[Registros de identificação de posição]

-----

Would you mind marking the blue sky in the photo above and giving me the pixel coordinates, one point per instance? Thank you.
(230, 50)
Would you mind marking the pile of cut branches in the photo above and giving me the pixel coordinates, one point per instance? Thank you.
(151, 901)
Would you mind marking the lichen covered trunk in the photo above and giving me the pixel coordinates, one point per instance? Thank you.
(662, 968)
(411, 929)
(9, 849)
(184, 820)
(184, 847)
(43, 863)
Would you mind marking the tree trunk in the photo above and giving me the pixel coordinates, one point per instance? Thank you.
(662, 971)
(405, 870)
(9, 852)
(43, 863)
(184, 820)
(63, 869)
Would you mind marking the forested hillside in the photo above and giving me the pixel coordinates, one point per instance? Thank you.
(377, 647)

-----

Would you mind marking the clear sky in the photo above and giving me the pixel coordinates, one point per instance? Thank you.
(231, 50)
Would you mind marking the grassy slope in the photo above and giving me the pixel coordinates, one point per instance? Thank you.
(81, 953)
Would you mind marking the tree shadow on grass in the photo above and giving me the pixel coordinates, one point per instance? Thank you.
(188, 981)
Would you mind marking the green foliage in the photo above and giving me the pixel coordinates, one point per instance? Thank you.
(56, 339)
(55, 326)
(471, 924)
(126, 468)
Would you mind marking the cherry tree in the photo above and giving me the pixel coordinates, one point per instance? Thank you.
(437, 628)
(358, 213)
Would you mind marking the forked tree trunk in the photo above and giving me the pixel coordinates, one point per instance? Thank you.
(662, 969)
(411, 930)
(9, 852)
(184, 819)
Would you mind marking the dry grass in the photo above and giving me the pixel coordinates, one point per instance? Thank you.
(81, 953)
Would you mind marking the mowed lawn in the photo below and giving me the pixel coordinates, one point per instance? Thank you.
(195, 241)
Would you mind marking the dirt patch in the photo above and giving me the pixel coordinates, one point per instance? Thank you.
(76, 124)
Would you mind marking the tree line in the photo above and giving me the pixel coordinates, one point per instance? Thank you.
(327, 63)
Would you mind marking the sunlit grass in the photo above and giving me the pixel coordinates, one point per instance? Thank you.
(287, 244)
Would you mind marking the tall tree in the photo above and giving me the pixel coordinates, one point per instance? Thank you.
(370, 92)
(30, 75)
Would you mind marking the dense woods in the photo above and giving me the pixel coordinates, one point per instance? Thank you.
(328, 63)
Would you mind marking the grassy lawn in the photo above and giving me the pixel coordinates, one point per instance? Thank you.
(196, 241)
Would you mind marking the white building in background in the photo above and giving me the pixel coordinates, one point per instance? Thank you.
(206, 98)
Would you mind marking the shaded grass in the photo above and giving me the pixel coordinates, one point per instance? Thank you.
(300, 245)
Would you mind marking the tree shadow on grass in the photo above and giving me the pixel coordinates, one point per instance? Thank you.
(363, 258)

-----

Encontre nos registros todas as linhas que contêm a palavra "trunk" e copie cada uma delas. Maiúsculas e minúsculas devem ser diferenciadas.

Would you mind marking the lichen covered trunk in the photo above and giving me the pixel coordinates, one point per instance? Thank you.
Would you mind marking the tree trunk in the photo above and giving me the pixel coordinates, one point per instance? Thank you.
Would you mind marking the forked tree trunk in the photo above and giving me the pixel coordinates, one point per instance? Thank you.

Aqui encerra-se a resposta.